START Data lines

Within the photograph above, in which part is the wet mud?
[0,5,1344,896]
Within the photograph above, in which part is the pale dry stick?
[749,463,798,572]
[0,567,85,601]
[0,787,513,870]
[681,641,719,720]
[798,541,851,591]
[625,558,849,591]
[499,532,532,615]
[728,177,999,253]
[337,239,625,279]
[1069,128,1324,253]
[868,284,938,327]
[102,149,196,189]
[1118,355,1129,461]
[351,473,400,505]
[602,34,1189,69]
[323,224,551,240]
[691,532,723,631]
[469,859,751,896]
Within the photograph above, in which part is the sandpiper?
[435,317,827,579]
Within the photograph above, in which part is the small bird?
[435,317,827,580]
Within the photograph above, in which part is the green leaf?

END Data lines

_Task_: Rewrite the records above as a numbered list, one line per item, and leave out any blank lines.

_Solution to this task_:
1. Within the photograph above, in which part is the wet mud?
2. [0,5,1344,896]
3. Within the photograph above, in which part is the pale dry stick?
4. [749,463,798,572]
5. [0,567,85,601]
6. [0,787,513,870]
7. [681,641,719,720]
8. [798,541,851,591]
9. [625,558,849,591]
10. [499,532,532,615]
11. [728,177,999,253]
12. [337,239,625,279]
13. [1069,128,1324,253]
14. [868,284,938,327]
15. [102,149,196,189]
16. [1118,355,1129,461]
17. [351,473,400,505]
18. [602,34,1189,69]
19. [323,224,551,240]
20. [691,532,723,631]
21. [469,859,751,896]
22. Within the photograph above, in which part is the sandpiper?
23. [435,317,827,579]
24. Within the photograph above, in which part is the small bird?
25. [435,317,827,580]
26. Within the photograph above, in which part is the green leaf?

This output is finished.